*** Text provided Section Begins ***
The Sun belched out an ordinary solar flare five days ago on April 2nd. Most of us didn’t notice; solar flares are an ordinary occurrence, taking place anywhere from fifty to a thousand times per year depending on which part of the 11-year solar cycle we happen to be in. But the sheer size of these things, and the power of the Sun, can be frightening.
This is what a solar flare looks like:
And this is how big a middling-to-large solar flare is:
So it’s quite understandable that people might get worried. What works to our advantage is that:
- We’re about 93 million miles away from the surface of the Sun, so we’re never going to get the full undiluted brunt of a solar flare, and
- Our atmosphere protects us from getting roasted or irradiated by the parts of a solar flare that do head our way.
The geomagnetic storms solar flares cause can lead to regional blackouts, but solar flares of this severity are extremely rare.
*** Text provided Section Ends ***
*** Information Section Begins ***
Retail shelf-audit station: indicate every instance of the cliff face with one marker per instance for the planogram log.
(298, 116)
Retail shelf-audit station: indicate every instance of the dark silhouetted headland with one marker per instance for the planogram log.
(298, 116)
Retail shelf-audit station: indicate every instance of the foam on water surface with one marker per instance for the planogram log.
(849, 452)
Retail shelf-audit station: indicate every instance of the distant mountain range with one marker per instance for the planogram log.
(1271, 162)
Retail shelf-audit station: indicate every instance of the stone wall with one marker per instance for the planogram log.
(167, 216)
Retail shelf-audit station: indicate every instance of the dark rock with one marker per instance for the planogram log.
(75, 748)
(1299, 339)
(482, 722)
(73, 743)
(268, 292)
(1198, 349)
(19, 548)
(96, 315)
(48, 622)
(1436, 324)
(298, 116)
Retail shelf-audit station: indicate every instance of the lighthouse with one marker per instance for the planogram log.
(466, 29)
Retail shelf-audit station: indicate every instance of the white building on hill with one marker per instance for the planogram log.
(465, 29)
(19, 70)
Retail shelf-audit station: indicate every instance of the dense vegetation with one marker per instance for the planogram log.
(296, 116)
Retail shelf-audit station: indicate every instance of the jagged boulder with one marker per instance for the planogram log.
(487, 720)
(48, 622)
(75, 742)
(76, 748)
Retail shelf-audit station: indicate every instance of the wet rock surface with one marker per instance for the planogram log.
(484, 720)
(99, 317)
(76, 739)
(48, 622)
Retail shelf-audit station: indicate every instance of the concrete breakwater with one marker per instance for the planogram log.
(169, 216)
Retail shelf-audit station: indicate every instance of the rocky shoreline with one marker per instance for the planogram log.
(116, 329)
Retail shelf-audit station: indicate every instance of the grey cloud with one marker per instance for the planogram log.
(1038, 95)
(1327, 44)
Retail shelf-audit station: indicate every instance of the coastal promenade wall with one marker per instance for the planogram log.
*** Information Section Ends ***
### Tasks and exercises
[1] Answer these questions using the text about solar flares:
(a) On what date did the flare it mentions occur?
(b) How many times per year do solar flares take place?
(c) About how far are we from the surface of the Sun?
[2] Decide whether each statement agrees with the text about solar flares, and support each answer with the deciding words from it:
(a) Solar flares happen only a few times per year.
(b) Our atmosphere shields us from the parts of a solar flare that head our way.
(c) The solar cycle lasts 15 years.

### Solutions in order
[1]
(a) April 2nd
(b) Anywhere from fifty to a thousand times per year, depending on the part of the 11-year solar cycle
(c) About 93 million miles

[2]
(a) No: "taking place anywhere from fifty to a thousand times per year"
(b) Yes: "Our atmosphere protects us from getting roasted or irradiated by the parts of a solar flare that do head our way."
(c) No: "the 11-year solar cycle"